[Source data]
----
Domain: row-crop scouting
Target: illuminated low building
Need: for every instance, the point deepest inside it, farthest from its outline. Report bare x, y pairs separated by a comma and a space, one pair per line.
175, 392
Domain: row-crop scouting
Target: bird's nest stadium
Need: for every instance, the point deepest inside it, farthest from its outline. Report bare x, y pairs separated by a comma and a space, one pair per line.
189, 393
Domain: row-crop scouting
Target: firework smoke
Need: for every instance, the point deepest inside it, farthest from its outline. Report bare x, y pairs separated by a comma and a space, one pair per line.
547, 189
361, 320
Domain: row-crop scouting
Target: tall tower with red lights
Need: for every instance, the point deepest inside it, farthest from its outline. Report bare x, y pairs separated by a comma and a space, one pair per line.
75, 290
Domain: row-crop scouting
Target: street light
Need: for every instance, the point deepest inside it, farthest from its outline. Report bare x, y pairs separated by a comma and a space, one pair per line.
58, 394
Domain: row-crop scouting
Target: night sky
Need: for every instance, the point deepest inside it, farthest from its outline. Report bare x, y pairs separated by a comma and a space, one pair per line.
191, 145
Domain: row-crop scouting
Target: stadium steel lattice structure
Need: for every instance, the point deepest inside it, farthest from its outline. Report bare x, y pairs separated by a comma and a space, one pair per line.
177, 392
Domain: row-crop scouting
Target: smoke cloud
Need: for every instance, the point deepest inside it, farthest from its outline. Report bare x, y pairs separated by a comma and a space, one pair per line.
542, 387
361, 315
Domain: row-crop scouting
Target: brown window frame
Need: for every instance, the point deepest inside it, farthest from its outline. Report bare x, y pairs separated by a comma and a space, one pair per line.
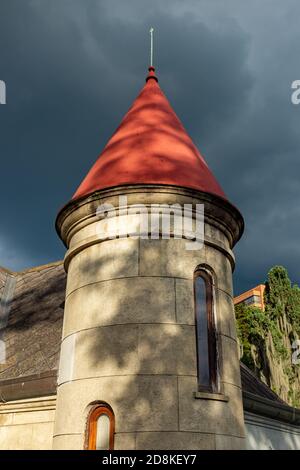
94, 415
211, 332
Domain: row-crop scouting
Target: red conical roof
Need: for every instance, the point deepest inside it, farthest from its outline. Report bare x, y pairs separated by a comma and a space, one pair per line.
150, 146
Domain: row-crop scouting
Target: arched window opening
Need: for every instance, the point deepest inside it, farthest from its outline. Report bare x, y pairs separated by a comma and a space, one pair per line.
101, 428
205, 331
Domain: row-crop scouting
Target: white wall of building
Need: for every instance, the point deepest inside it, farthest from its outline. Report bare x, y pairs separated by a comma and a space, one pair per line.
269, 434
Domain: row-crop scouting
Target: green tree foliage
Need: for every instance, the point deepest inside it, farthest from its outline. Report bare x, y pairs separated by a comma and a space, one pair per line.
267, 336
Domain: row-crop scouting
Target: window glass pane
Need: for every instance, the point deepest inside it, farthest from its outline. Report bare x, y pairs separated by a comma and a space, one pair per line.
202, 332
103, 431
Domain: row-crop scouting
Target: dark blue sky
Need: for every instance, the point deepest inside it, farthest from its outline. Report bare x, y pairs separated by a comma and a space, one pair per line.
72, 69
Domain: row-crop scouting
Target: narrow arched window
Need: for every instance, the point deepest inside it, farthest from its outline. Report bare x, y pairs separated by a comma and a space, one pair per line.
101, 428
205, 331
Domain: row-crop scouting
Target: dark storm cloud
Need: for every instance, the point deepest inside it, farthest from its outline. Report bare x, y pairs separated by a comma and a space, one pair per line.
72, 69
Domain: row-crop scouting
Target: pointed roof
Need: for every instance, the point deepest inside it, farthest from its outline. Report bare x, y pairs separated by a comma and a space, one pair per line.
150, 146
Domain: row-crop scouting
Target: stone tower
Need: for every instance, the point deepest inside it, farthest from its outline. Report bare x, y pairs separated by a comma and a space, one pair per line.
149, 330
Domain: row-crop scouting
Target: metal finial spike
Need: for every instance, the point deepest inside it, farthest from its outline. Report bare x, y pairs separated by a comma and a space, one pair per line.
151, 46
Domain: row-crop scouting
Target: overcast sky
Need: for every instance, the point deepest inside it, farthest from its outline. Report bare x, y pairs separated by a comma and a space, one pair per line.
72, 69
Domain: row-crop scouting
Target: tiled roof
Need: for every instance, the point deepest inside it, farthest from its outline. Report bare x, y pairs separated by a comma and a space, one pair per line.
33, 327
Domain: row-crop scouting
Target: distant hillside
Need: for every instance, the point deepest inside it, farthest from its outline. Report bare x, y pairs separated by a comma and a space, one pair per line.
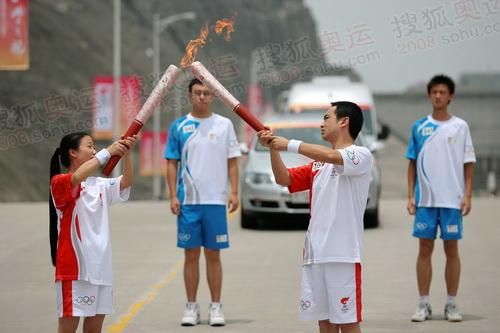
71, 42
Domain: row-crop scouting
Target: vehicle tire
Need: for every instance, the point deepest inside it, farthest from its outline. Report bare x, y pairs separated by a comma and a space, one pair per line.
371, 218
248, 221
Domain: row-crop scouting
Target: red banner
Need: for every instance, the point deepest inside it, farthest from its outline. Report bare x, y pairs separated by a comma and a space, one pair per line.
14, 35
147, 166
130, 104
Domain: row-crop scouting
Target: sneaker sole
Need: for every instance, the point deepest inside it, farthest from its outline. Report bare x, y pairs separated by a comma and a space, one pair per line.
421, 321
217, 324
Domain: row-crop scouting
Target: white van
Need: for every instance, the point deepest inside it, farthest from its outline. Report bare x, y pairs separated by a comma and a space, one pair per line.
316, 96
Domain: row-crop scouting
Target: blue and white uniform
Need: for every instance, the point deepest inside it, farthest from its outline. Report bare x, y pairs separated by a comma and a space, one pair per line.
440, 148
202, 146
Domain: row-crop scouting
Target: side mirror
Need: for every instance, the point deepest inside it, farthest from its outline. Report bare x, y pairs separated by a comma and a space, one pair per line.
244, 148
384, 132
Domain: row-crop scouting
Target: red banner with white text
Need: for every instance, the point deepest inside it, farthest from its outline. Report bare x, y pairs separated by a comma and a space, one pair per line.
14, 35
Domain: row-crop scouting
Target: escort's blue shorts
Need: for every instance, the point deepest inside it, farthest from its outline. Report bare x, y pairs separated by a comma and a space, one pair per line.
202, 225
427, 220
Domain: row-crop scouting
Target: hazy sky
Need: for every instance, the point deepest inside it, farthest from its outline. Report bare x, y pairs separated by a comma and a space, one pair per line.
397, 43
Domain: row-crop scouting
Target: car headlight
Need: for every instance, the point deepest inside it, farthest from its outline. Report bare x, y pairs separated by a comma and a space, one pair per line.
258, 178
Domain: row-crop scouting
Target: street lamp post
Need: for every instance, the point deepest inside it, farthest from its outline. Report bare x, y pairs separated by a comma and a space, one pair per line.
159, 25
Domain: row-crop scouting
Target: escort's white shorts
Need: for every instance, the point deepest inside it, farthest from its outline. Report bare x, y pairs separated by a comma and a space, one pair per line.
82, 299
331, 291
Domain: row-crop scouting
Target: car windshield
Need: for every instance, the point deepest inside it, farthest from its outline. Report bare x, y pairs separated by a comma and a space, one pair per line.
----
What the exercise asks:
Which lines of the material above contain the string "window"? Copy each of those lines in full, and treat case as significant.

Answer to this task:
Target: brown window frame
Target: arched window opening
Target: window glass pane
Target: narrow arched window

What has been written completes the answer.